=== What to do ===
Rewrite the lines below with each "marker" switched to "pin" and everything else left unchanged.
— begin Dataset entries —
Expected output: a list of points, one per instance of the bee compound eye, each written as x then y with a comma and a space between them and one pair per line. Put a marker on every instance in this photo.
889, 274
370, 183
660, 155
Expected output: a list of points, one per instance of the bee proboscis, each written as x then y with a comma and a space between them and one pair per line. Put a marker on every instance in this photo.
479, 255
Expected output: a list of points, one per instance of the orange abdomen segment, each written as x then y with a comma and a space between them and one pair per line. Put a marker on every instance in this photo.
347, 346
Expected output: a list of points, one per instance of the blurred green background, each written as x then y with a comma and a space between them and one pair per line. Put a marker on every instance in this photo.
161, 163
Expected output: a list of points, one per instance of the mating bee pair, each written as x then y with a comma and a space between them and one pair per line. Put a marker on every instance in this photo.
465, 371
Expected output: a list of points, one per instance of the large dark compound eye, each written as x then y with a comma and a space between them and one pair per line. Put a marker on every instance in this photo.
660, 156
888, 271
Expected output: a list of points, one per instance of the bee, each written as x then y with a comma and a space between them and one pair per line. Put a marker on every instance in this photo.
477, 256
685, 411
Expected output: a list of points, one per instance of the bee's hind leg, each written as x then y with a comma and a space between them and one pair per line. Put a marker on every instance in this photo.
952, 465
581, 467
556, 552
— end Dataset entries —
=== Written response ===
Expected output: a list of points, one per instance of the bee compound eye, each written as x then y with a comma and a space between them and one pair per line. Put a pin on every instance in this photo.
889, 274
370, 183
660, 155
Expected output: a list of points, one per instance of the bee proboscis, each written as x then y with a comma and a space between them and one pair per line. Put a pin on every instance in this photo.
479, 255
Expected output: a list of points, one per instance of the orange abdomen segment, each written as x then y with a comma and a space between them and one pair per line. Put a pin on every instance in this photo.
347, 346
Expected output: a list of points, one per instance of the blurred green background, each written as x then y with a comma and a space between them and one pair per line. Put a pin on every instance in this photo.
161, 163
Expected output: a list of points, one per instance of the mating bee pair, each written as x then y with a comma and a space between them and one pair per line. Put a pin on every instance in this photo.
465, 371
Expected output: a list of points, one per instance of the large dark compound eye, each written as x then y with a comma and a space between them and one pair per line. Put a pin on every instance in this photo.
660, 156
888, 271
Expected output: a list of points, one per instance of the bee, each written as x then y with a comma and a space between them and one pair per line. Put a pin on every instance in this photo.
477, 256
685, 411
Expected output: a list of points, one per instance of the bee's hind leg, each written as x then y with a comma and a space between them and one pair per line. Put a pin on every instance in this photo.
952, 465
581, 467
556, 552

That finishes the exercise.